Exercise description: Filter the listing below, copying out every line that contains the string "metal".

Records supplied start

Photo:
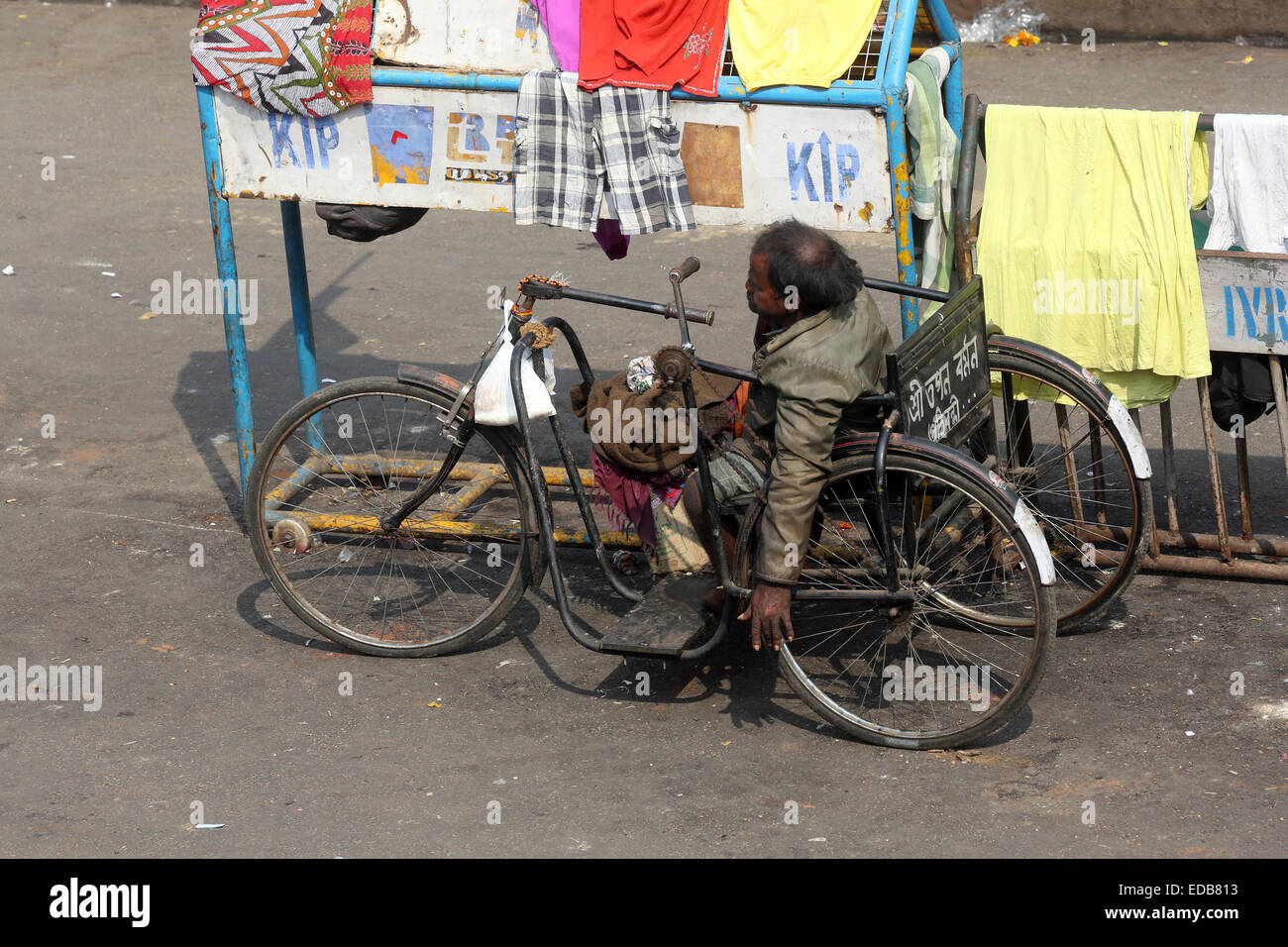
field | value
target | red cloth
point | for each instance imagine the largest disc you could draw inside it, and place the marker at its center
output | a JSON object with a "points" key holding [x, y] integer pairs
{"points": [[653, 44]]}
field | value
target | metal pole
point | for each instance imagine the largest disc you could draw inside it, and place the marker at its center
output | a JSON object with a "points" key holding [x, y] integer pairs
{"points": [[301, 312], [226, 260]]}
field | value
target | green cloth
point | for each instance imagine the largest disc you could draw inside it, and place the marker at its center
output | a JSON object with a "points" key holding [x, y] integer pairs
{"points": [[1085, 244], [932, 158]]}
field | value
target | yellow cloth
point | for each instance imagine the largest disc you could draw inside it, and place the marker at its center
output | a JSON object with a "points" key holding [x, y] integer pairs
{"points": [[794, 43], [1085, 244]]}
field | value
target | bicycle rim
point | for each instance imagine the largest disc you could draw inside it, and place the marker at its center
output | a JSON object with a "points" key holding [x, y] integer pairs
{"points": [[1077, 478], [340, 463], [961, 659]]}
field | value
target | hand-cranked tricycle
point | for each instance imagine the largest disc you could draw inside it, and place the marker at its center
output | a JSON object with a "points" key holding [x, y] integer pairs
{"points": [[390, 522]]}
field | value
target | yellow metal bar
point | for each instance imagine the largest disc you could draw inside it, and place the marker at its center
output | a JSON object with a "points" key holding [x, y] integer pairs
{"points": [[464, 471], [309, 471], [467, 495]]}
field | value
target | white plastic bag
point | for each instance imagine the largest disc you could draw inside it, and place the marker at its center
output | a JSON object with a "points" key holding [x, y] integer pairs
{"points": [[493, 401]]}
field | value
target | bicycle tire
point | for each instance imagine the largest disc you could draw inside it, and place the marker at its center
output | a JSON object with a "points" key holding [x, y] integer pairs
{"points": [[921, 475], [1096, 556], [450, 587]]}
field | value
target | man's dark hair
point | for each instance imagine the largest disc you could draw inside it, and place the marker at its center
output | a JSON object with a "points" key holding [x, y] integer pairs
{"points": [[804, 257]]}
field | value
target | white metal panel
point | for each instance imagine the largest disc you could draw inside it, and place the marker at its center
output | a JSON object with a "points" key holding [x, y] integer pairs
{"points": [[1245, 300], [825, 166], [462, 35], [438, 149]]}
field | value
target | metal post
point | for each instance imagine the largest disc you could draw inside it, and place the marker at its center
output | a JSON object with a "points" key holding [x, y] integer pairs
{"points": [[905, 16], [226, 260], [1276, 380], [1223, 530], [301, 312]]}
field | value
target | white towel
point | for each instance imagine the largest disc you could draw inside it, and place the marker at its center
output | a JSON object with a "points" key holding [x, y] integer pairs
{"points": [[1249, 183]]}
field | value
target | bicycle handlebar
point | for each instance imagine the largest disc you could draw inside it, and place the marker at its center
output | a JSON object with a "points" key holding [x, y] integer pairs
{"points": [[545, 290]]}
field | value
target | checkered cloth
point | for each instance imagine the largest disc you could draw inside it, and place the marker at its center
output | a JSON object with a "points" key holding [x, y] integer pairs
{"points": [[576, 149]]}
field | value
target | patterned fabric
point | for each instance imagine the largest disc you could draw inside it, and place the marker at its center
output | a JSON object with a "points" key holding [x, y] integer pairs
{"points": [[303, 56], [571, 146]]}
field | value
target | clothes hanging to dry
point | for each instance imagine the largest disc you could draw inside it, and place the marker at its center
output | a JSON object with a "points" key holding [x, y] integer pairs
{"points": [[1249, 183], [793, 43], [1085, 243], [653, 44], [301, 56], [562, 21], [572, 145]]}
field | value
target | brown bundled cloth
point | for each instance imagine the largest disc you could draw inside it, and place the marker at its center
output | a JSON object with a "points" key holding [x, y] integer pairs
{"points": [[655, 455]]}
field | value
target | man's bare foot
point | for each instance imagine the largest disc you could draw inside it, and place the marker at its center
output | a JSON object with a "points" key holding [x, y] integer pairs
{"points": [[713, 600]]}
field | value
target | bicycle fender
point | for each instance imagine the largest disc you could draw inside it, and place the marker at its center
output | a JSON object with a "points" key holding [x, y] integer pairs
{"points": [[1024, 518], [1112, 410], [451, 388], [1127, 431]]}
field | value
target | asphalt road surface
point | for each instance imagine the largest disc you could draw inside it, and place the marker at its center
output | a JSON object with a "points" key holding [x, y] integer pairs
{"points": [[214, 696]]}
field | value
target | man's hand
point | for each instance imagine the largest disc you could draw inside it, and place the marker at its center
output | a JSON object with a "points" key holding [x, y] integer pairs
{"points": [[771, 615]]}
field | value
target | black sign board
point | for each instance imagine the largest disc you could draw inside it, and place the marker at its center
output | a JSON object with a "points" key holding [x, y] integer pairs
{"points": [[943, 369]]}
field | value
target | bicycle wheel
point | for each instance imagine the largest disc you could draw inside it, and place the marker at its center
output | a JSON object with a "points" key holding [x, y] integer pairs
{"points": [[342, 460], [1068, 459], [957, 661]]}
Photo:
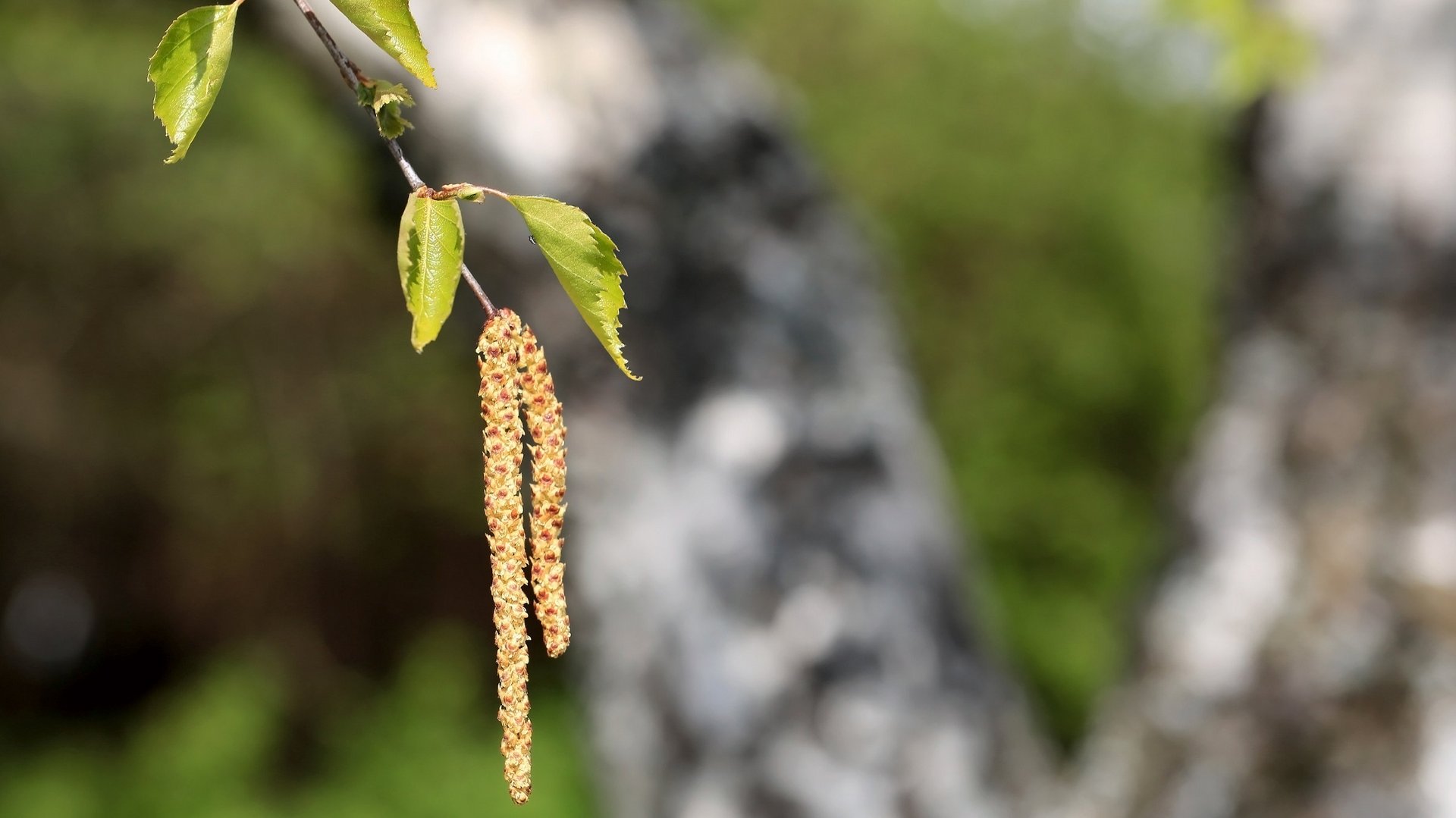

Records supplied end

Task answer:
target | metal pole
target | yellow metal bar
target | white metal panel
target | metal post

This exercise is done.